Problem set:
a) In the blog post, which game does the family stick with for the three-year-old?
b) Rewrite everything in the blog post from "The older kid" down to "friend: Assembly-line worker.", changing "three-year-old" to "preschooler".

We have, thank the good Lord, recently passed out of the board book/Little Golden Book stage with our older son, and reading with him has become, finally, something to be enjoyed rather than endured.

We have some good audio books lined up for this winter: Harry Potter, Lemony Snicket, How to Train Your Dragon. I might stick a few of my childhood favourites in there too: Little House on the Prairie, The Boxcar Children, My Side of the Mountain.

The older kid stays quiet, and the three-year-old is… working on it. (Random: My seven-year-old also inexplicably likes radio talk show Car Talk – he laughs when they laugh. So don’t be afraid to put on your favourite grown-up podcasts and hope for the best.)

Play

The second line of defence: Games. For the three-year-old, we stick with I Spy, but the older one can manage Botticelli, a two-way guessing game that is far less boring for grown-ups than our old standby of 20 Questions.

If the kids nap, grown-ups play a game we invented called “Worst Jobs”, in which you name a friend or acquaintance and describe the worst possible job for them; for example, for a very chatty but rather unfocused friend: Assembly-line worker.

Data section:
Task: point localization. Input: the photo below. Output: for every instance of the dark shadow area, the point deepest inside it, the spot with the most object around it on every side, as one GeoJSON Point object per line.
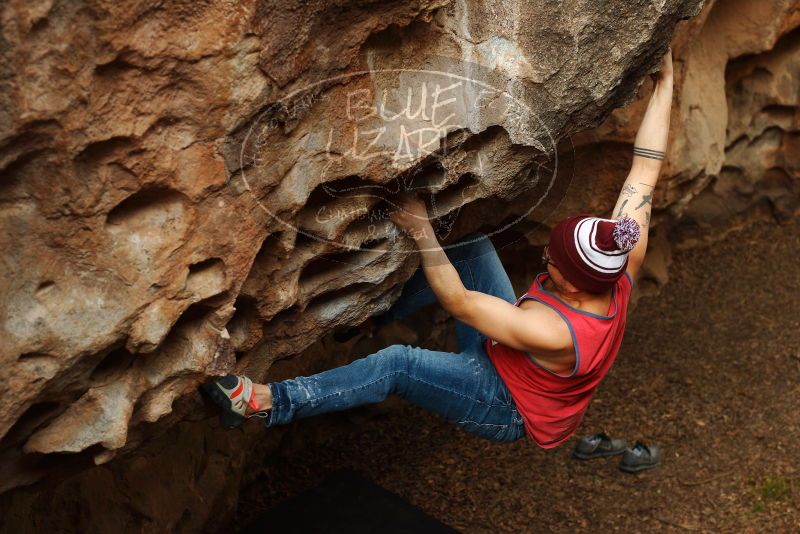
{"type": "Point", "coordinates": [346, 501]}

Correct answers:
a) I Spy.

b)
The older kid stays quiet, and the preschooler is… working on it. (Random: My seven-year-old also inexplicably likes radio talk show Car Talk – he laughs when they laugh. So don’t be afraid to put on your favourite grown-up podcasts and hope for the best.)

Play

The second line of defence: Games. For the preschooler, we stick with I Spy, but the older one can manage Botticelli, a two-way guessing game that is far less boring for grown-ups than our old standby of 20 Questions.

If the kids nap, grown-ups play a game we invented called “Worst Jobs”, in which you name a friend or acquaintance and describe the worst possible job for them; for example, for a very chatty but rather unfocused friend: Assembly-line worker.